— BEGIN Given text —

So, if wisdom enables a person to make more sound decisions, take a shortcut path to success, recalibrate values for the better, and simply live a better life, then why not spend time reflecting on our own experiences as well as learning from others? As Will Durant, a renowned philosopher and Pulitzer Prize winner stated, “A wise man can learn from another man’s experience; a fool cannot learn even from his own.”

The words of the Quran and teachings of our prophet Muhammad guide us to a wealth of wisdom and knowledge. In fact, Allah calls Quran the “Book of wisdom” in many places in the Quran. He says: “A.L.R. These are the ayats of the Book of wisdom.” (Yunus, Chapter #10, Verse #1). The Almighty also says: “We have sent it down as an Arabic Quran, in order that ye may learn wisdom.” (Yusuf, Chapter #12, Verse #2)

Quran emphasizes the importance of wisdom throughout its text. Allah sent prophets and messengers to propagate that wisdom. He says in one of such verses: “A similar (favor have ye already received) is that We have sent among you a Messenger of your own, rehearsing to you Our Signs, and sanctifying you, and instructing you in Scripture and wisdom, and in new knowledge.” (Al-Baqara, Chapter #2, Verse #151)”

In its text, Quran also teaches wisdom through the words of a person named Luqman. Although not a prophet, Allah had granted him enormous wisdom. He was wise enough to have an entire chapter named after him. He was a pious person and according to the Quran was granted wisdom by Allah. As Allah says in the Quran: And indeed We bestowed upon Luqman AlHikmah (wisdom and religious understanding, etc.) saying: “Give thanks to Allah,” and whoever gives thanks, he gives thanks for (the good of) his ownself. And whoever is unthankful, then verily, Allah is All Rich (Free of all wants), Worthy of all praise. (Luqman: 12)

— END Given text —
— BEGIN Material provided —

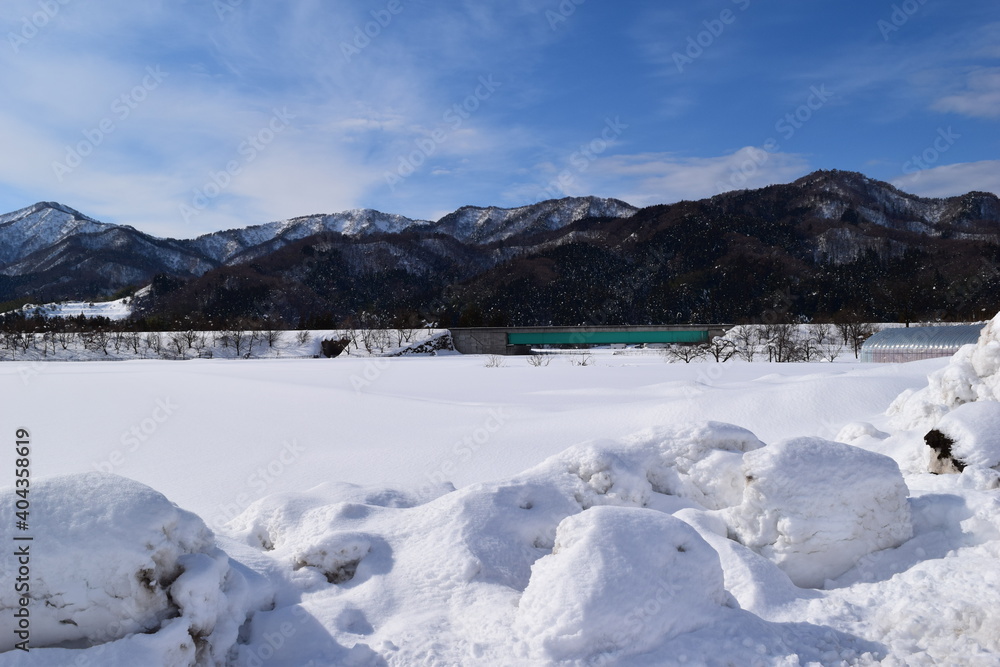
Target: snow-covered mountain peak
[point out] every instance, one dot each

— END Material provided —

* [Request]: Please name what, according to the text on wisdom, Allah calls the Quran in many places in the Quran.

* [Worked solution]: The "Book of wisdom."